Page text -
********************
Thread: Is there a way to make VACUUM run completely outside transaction

Is there a way to make VACUUM run completely outside transaction

From

Hannu Krosing

Date:

07 February 2005, 10:53:47

Hi

As VACUUM is not something that can be rolled back, could we not make it
run completely outside transactions. It already needs to be run outside
a transaction block.

I try to explain the problem more thoroughly below (I'm quite sleepy, so
the explanation may be not too clear ;)


My problem is as follows:

I have a fairly write intensive database that has two kinds of tables -

1) some with a small working set (thousands of rows), but their get
constant traffic of hundreds of inserts/updates/deletes per second. 

2) and some with bigger tables (a few million rows) which get smaller
load of updates.

I keep the first type of tables filesize small/dead tuples count low by
running vacuum on them in a tight loop with 15 sec sleeps in between
vacuuming individual tables)

And I keep the 2nd type balanced by running another loop of vacuums on
them.

It worked quite well for a while, but as the tables grow, the vacuums on
the 2nd kind of tables run long enough for the first kind of tables to
accumulate hundreds of thousands dead tuples, which can't be freed
because the vacuums on 2nd kind run in their own long transactions,
keeping the oldest active transaction id smaller than needed. 

And the new provisions of making VACUUM less intrusive by allowing
delays in vacuuming make this problem worse, by kind of priority
inverion - the less intrusive vacuum runs longer, thereby keeping its
transaction open longer and thereby being *more* intrusive by not
allowing old tuples to be deleted by another vacuum command.


I can see two ways to solve this problem:

1) If possible, VACUUM command should close its transaction id early in
the command processing, as it does not really need to be in transactions

2) the transaction of the VACUUM command could be assigned some really
bug trx id, so it won't get in a way

3) VACUUM commits/or aborts its transaction after some predetermined
interval (say 1 min) and starts a new one.

4) VACUUM itself could have some way to check if the "oldest"
transaction is also VACUUM, and be able to free the tuples that are
older than last *data altering* transaction. At least VACUUM, ANALYSE
and TRUNCATE should not be considered *data altering* here.


The problems caused by non-data-altering but long-running transactionsis
are not unique to VACUUM, similar problems also affects Slony. So any of
1)-3) would be preferable to 4)

Or perhaps it already solved in 8.0 ? My rant is about 7.4.6.
********************
Point labeling data excerpts

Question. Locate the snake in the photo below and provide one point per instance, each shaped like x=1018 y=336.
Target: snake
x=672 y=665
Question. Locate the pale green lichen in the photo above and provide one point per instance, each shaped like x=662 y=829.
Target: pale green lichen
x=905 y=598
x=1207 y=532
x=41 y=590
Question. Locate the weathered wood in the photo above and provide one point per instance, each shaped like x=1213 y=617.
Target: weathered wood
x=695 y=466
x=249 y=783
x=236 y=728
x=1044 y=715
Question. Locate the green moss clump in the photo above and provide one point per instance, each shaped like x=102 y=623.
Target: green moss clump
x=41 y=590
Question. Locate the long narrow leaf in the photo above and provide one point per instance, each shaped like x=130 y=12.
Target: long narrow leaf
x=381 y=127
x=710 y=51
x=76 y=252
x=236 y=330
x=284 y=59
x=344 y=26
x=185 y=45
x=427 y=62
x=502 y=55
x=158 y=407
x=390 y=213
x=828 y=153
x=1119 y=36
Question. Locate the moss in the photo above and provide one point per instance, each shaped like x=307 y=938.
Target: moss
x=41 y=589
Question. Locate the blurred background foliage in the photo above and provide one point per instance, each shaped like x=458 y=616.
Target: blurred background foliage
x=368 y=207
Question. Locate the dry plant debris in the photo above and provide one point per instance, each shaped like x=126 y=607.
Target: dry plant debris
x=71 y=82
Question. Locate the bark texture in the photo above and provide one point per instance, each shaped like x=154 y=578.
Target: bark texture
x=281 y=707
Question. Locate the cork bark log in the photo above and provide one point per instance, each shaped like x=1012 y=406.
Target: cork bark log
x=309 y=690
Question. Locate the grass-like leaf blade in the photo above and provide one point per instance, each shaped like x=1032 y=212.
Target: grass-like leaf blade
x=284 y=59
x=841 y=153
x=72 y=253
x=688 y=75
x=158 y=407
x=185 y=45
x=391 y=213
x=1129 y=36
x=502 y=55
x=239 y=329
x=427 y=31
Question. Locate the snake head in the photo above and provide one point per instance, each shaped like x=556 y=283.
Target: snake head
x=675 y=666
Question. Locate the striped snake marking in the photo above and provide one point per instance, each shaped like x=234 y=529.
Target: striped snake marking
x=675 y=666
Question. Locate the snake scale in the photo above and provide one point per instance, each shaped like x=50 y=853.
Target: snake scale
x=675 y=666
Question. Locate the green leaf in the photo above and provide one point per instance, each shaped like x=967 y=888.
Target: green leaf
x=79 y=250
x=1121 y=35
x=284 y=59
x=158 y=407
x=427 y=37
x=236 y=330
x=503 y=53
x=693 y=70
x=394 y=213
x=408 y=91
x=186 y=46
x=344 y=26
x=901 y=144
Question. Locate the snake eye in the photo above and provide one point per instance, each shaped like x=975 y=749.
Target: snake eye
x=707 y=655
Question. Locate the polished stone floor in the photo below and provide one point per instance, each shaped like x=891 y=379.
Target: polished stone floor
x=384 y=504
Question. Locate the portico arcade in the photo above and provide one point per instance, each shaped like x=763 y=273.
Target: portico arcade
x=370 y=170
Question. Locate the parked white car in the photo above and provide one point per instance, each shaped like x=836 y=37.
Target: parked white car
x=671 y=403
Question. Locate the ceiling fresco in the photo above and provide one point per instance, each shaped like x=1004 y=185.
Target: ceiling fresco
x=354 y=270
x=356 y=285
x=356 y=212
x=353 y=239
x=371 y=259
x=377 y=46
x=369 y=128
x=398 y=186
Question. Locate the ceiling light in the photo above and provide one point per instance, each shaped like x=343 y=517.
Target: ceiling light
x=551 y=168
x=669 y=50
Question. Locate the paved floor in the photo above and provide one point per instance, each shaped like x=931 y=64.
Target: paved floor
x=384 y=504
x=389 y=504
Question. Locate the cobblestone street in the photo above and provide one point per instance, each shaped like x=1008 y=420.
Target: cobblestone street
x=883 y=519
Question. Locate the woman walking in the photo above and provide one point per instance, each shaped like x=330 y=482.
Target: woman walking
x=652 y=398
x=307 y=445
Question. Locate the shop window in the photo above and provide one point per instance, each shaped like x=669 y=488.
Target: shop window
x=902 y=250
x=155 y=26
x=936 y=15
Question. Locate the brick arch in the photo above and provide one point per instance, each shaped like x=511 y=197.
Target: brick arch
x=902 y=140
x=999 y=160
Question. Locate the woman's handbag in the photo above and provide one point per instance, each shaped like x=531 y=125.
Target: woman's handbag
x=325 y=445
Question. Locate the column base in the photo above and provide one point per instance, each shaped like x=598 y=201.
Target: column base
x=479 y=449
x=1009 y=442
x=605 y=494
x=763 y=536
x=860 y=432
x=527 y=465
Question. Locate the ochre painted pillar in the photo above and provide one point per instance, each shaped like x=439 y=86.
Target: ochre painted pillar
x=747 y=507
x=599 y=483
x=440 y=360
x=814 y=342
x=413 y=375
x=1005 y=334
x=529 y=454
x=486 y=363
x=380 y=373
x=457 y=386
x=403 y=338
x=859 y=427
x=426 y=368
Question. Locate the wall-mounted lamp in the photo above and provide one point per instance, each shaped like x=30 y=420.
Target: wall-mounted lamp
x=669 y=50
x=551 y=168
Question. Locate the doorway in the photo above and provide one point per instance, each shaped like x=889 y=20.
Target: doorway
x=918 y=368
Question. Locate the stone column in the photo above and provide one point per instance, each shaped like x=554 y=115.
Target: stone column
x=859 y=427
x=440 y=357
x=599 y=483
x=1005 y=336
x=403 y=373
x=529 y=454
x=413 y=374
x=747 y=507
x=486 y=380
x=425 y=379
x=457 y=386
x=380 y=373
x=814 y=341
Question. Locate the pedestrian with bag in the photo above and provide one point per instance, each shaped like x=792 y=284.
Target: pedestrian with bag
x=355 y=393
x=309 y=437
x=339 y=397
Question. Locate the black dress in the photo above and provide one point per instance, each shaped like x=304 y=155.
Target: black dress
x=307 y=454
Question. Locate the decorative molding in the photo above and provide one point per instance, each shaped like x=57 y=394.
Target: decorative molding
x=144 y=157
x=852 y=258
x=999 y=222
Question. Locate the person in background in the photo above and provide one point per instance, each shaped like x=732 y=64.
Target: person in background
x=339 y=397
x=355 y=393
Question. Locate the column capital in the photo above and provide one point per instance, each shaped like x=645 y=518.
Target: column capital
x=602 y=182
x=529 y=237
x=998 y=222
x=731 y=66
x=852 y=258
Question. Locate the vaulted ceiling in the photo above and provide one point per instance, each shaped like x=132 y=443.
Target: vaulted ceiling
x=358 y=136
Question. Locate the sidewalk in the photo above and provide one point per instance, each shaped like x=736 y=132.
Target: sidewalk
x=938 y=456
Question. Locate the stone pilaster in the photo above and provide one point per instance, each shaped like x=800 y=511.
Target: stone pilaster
********************
Work required - Decide whether each statement agrees with the VACUUM thread, answering yes or no and quoting the thread's deciding words. (a) The poster vacuums the small, busy tables in a loop with 15-second sleeps. (b) The tables with a few million rows receive a heavier load of updates than the small tables. (c) The poster's complaint concerns version 8.0.

Expected answer -
(a) Yes: "running vacuum on them in a tight loop with 15 sec sleeps in between"
(b) No: "which get smaller load of updates."
(c) No: "My rant is about 7.4.6."